Images excluded, reproduce each line of the records exactly as it stands.
□ □ □
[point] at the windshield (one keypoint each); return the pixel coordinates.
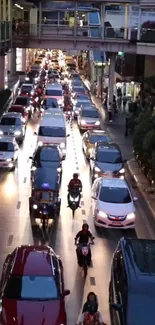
(51, 102)
(22, 101)
(53, 92)
(6, 146)
(26, 88)
(96, 138)
(31, 288)
(48, 154)
(107, 156)
(47, 131)
(90, 113)
(115, 195)
(10, 121)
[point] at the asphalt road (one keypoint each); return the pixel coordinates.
(16, 228)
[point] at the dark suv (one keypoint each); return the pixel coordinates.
(106, 160)
(132, 284)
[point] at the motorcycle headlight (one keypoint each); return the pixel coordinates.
(35, 207)
(62, 145)
(122, 171)
(17, 132)
(97, 169)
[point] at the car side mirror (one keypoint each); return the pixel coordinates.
(116, 307)
(66, 293)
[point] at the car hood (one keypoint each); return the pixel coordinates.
(115, 209)
(109, 167)
(10, 128)
(15, 312)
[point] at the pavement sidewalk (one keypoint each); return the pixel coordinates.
(116, 130)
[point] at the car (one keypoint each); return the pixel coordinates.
(90, 138)
(33, 280)
(47, 156)
(9, 152)
(11, 125)
(26, 90)
(88, 119)
(113, 204)
(132, 282)
(26, 102)
(106, 160)
(20, 109)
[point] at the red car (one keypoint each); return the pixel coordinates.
(32, 288)
(20, 109)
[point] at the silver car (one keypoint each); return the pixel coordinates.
(11, 124)
(9, 152)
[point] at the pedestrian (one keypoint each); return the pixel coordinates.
(110, 112)
(127, 125)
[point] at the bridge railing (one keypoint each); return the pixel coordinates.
(52, 31)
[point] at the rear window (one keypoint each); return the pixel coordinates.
(11, 121)
(6, 146)
(90, 113)
(24, 101)
(53, 92)
(47, 131)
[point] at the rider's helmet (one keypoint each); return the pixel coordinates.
(75, 176)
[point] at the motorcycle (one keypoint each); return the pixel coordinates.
(84, 251)
(74, 200)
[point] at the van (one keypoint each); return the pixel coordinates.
(55, 90)
(132, 283)
(52, 130)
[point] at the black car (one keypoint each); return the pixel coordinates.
(132, 283)
(26, 102)
(47, 156)
(106, 160)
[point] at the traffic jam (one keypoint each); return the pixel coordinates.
(54, 94)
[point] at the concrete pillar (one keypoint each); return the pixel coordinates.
(33, 21)
(139, 24)
(2, 71)
(102, 19)
(23, 59)
(111, 78)
(13, 62)
(126, 22)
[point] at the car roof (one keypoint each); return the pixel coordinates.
(46, 176)
(113, 182)
(33, 260)
(4, 138)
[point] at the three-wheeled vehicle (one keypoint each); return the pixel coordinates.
(45, 202)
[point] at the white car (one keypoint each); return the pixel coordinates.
(9, 151)
(113, 204)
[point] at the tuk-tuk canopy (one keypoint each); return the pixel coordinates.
(46, 178)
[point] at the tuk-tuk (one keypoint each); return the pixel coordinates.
(45, 202)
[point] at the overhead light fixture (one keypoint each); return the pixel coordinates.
(18, 6)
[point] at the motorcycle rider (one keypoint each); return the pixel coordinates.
(83, 237)
(74, 184)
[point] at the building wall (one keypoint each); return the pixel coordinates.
(149, 66)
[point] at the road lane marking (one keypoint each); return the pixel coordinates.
(18, 205)
(10, 240)
(92, 281)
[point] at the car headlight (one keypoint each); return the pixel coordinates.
(122, 171)
(83, 122)
(97, 169)
(40, 143)
(33, 168)
(97, 123)
(35, 207)
(17, 132)
(131, 216)
(62, 145)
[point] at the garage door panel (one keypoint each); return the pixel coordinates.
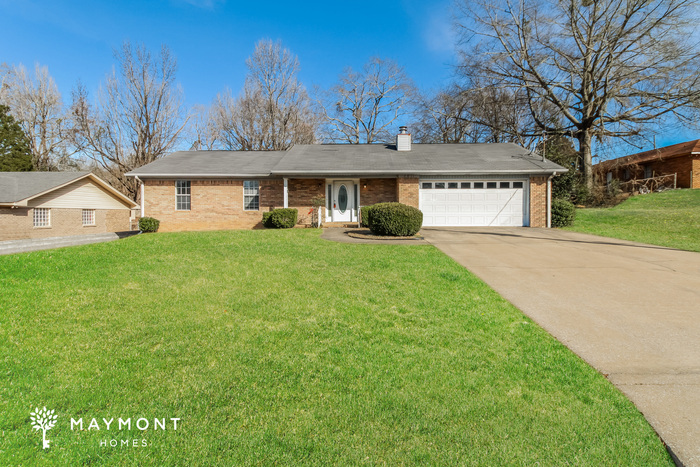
(474, 206)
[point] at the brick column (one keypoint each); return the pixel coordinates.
(538, 201)
(695, 172)
(407, 191)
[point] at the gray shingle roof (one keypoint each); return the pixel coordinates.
(350, 159)
(359, 159)
(212, 164)
(16, 186)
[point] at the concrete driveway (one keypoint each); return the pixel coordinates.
(630, 310)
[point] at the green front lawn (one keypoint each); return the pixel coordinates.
(278, 347)
(671, 218)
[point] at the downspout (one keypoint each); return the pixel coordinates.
(286, 193)
(549, 201)
(143, 195)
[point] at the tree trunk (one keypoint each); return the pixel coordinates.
(586, 158)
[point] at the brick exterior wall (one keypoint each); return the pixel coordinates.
(379, 190)
(214, 204)
(407, 191)
(218, 204)
(18, 224)
(538, 201)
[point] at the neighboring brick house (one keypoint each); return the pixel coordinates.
(57, 204)
(681, 160)
(453, 184)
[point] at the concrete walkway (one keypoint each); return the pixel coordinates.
(36, 244)
(341, 235)
(630, 310)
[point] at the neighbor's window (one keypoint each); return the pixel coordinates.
(88, 217)
(42, 217)
(183, 195)
(251, 195)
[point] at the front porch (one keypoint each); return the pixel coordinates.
(342, 197)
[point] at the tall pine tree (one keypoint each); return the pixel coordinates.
(15, 152)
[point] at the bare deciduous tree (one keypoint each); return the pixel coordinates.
(608, 67)
(274, 111)
(137, 117)
(363, 106)
(476, 114)
(37, 105)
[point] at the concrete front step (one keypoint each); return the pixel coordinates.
(20, 246)
(345, 225)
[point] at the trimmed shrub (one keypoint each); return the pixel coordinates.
(148, 224)
(284, 218)
(395, 219)
(563, 213)
(365, 216)
(266, 219)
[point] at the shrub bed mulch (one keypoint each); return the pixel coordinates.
(366, 234)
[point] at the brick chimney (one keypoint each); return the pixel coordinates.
(403, 139)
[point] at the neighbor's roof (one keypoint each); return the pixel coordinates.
(16, 187)
(212, 164)
(353, 159)
(666, 152)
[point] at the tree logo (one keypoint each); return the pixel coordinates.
(43, 420)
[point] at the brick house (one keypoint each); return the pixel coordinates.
(681, 160)
(453, 184)
(57, 204)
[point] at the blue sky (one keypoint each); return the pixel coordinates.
(211, 39)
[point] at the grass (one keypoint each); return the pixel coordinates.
(277, 347)
(671, 219)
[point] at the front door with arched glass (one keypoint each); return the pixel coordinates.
(343, 201)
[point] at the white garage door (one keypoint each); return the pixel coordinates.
(454, 203)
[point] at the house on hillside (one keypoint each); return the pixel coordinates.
(57, 204)
(678, 163)
(452, 184)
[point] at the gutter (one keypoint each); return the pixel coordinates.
(196, 175)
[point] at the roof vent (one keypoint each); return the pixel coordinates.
(403, 139)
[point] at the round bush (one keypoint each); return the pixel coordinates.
(395, 219)
(284, 218)
(563, 213)
(148, 224)
(365, 216)
(266, 219)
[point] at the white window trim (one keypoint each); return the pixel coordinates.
(189, 196)
(93, 218)
(48, 218)
(244, 196)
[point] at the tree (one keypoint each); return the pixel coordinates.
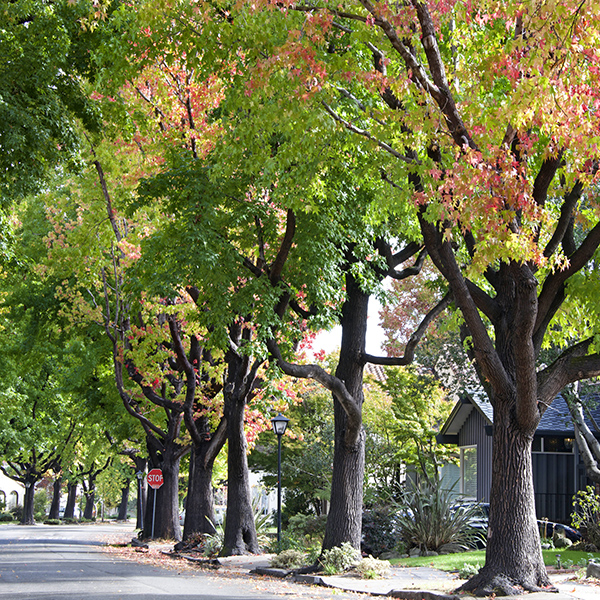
(501, 173)
(419, 406)
(42, 84)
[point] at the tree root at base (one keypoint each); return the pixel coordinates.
(483, 584)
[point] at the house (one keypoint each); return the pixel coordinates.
(11, 492)
(558, 471)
□ □ □
ANSWER TO THE PROBLEM ▸
[point] at the windshield (one keypoint each); return the pixel coordinates.
(51, 102)
(22, 101)
(53, 92)
(6, 146)
(26, 88)
(96, 138)
(31, 288)
(48, 154)
(107, 156)
(47, 131)
(90, 113)
(115, 195)
(10, 121)
[point] at the asphalt road (one keypoint each); return the pixel coordinates.
(16, 228)
[point] at the dark suv (one keypoint each); return the pixel coordinates.
(106, 160)
(132, 284)
[point] at the motorcycle headlight (one keypoint each); return the pixel coordinates.
(35, 207)
(62, 145)
(122, 171)
(17, 132)
(97, 169)
[point] at the car side mirror (one keypoint each); return the pixel coordinates.
(116, 307)
(66, 293)
[point] at the car hood (one keypoint each); return the pixel coordinates.
(115, 209)
(109, 167)
(10, 128)
(15, 312)
[point] at the pavement sidewalk (one keypoint each); return the pixel coordinates.
(116, 130)
[point] at the car (one keypoint each); return the pixel coordinates.
(90, 138)
(33, 280)
(47, 156)
(9, 152)
(11, 125)
(26, 90)
(88, 119)
(113, 204)
(132, 282)
(26, 102)
(106, 160)
(20, 109)
[point] at the red car (one keypoint each); return the pixel coordinates.
(32, 288)
(20, 109)
[point] at the silver car (one keypoint each); return the pixel coordinates.
(11, 124)
(9, 152)
[point] at the pedestrian (one keypoint each); return the pixel coordinates.
(110, 112)
(127, 125)
[point] at the bridge railing (one keypoint each); return the pixel coordinates.
(52, 31)
[point] at the rear window (one keypoint each); return the pixel coordinates.
(11, 121)
(6, 146)
(90, 113)
(24, 101)
(53, 92)
(47, 131)
[point] at the rider's helmet (one keypoint each); return the pixel coordinates.
(75, 176)
[point] at the motorcycle (one keypoint each); return the pixel coordinates.
(84, 251)
(74, 200)
[point] at the van (one keypoint each); return the pixel coordinates.
(55, 90)
(132, 283)
(52, 130)
[point] at the black car (one keypoint each); return the pixel coordinates.
(132, 283)
(26, 102)
(47, 156)
(106, 160)
[point] at the traffic jam (one keypoint each); return the pixel coordinates.
(54, 94)
[point] at the concrete pillar (one keypoint each); return the pixel coordinates.
(33, 21)
(139, 24)
(2, 71)
(102, 19)
(23, 59)
(111, 78)
(13, 62)
(126, 22)
[point] at the car roof (one keypoint each); return the pixel coordinates.
(46, 176)
(113, 182)
(33, 260)
(4, 138)
[point] at the three-wheeled vehicle (one keypoint each); return the pixel coordinates.
(45, 202)
[point] at the white car (one keypoint each); return the pixel coordinates.
(9, 151)
(113, 204)
[point] at the tuk-tuk canopy (one keypoint each); return the pixel coordinates.
(46, 178)
[point] at the tuk-tuk (one keypoint each); return the pixel coordinates.
(45, 202)
[point] at the overhead light fixture (one keypoint each); return the pixel coordinates.
(18, 6)
[point] at the motorcycle rider (one keypoint each); return the pixel coordinates.
(83, 237)
(74, 184)
[point] at the building wall (one keypoint each); return the pixel coordinates.
(149, 66)
[point] at the road lane marking (one keypoint each); return the pixel coordinates.
(18, 205)
(10, 240)
(92, 281)
[point] at the car headlight (one keypoint each); return the pixel coordinates.
(122, 171)
(83, 122)
(97, 169)
(40, 143)
(33, 168)
(97, 123)
(35, 207)
(17, 132)
(131, 216)
(62, 145)
[point] at the garage door panel (one keypoint each); return the pixel coordinates.
(474, 206)
[point] at the brick column (one keypoint each); return the pixel coordinates.
(538, 201)
(695, 172)
(407, 191)
[point] at the gray shingle roof (one keypoint each); return the pixel coordinates.
(350, 159)
(359, 159)
(212, 164)
(16, 186)
[point] at the concrete driveway (one keypoint each); return the pixel coordinates.
(630, 310)
[point] at the green front lawn (one keypoint each); return the pixel coordinates.
(278, 347)
(671, 218)
[point] at the downspout (one keypoint each); return the pixel coordinates.
(286, 193)
(549, 201)
(143, 195)
[point] at the tree trunk (one keypoint each); return the pixel coordinates.
(586, 158)
[point] at the brick exterior wall (one keypoint each); return the pixel coordinates.
(379, 190)
(214, 204)
(407, 191)
(218, 204)
(18, 224)
(538, 201)
[point] at the neighboring brick house (one keypoint each); return the pixel coordinates.
(57, 204)
(681, 160)
(453, 184)
[point] at the concrete walkway (one keypoint each); return the pixel coordinates.
(36, 244)
(341, 235)
(630, 310)
[point] at the neighbor's window (one keypoint each); return the pixel coordinates.
(88, 217)
(42, 217)
(183, 195)
(251, 195)
[point] at the front porch (one keypoint each); return the pixel coordinates.
(342, 197)
[point] at the tall pine tree (one keypoint each); return the pixel coordinates.
(15, 152)
[point] at the bare deciduous tree (one keypoint each); return the pixel coordinates.
(608, 67)
(274, 111)
(137, 117)
(363, 106)
(476, 114)
(37, 105)
[point] at the concrete front step (one keypoint each); return the pixel coordinates.
(20, 246)
(345, 225)
[point] at the trimmed shrub (one keypoint each); return the pixel coordinates.
(148, 224)
(284, 218)
(395, 219)
(563, 213)
(365, 216)
(266, 219)
[point] at the shrub bed mulch (one keypoint each); return the pixel coordinates.
(366, 234)
[point] at the brick chimney (one keypoint each); return the pixel coordinates.
(403, 139)
[point] at the neighbor's roof (one keypoint each); return the pixel coordinates.
(16, 187)
(212, 164)
(353, 159)
(666, 152)
[point] at the tree logo (one keypoint each); return the pixel coordinates.
(43, 420)
[point] at the brick house (one keypoint each); return the pixel coordinates.
(681, 160)
(453, 184)
(57, 204)
[point] at the blue sky (one keypoint each); return the pixel coordinates.
(211, 39)
[point] at the grass (one keypoint each); return the pixel coordinates.
(277, 347)
(671, 219)
[point] at the front door with arched glass (one keypoint each); return the pixel coordinates.
(343, 201)
[point] at the white garage door (one keypoint each); return the pixel coordinates.
(454, 203)
[point] at the house on hillside (one keypoint each); return the pixel coordinates.
(57, 204)
(678, 163)
(452, 184)
[point] at the gutter (one keypoint each); return the pixel coordinates.
(196, 175)
[point] at the roof vent (one keypoint each); return the pixel coordinates.
(403, 139)
[point] at the round bush (one keypoint each); return the pixel coordinates.
(395, 219)
(284, 218)
(563, 213)
(148, 224)
(365, 216)
(266, 219)
[point] at the white window trim (one keypoint each); return the pixel coordinates.
(189, 196)
(93, 218)
(48, 218)
(244, 196)
[point] at the tree (one keypoint each); return the pixel coordinates.
(501, 173)
(419, 406)
(42, 84)
[point] at the tree root at base (one keypoint each); return the pixel coordinates.
(483, 584)
[point] at the house (one keypoint each); return the pixel coordinates.
(11, 492)
(558, 471)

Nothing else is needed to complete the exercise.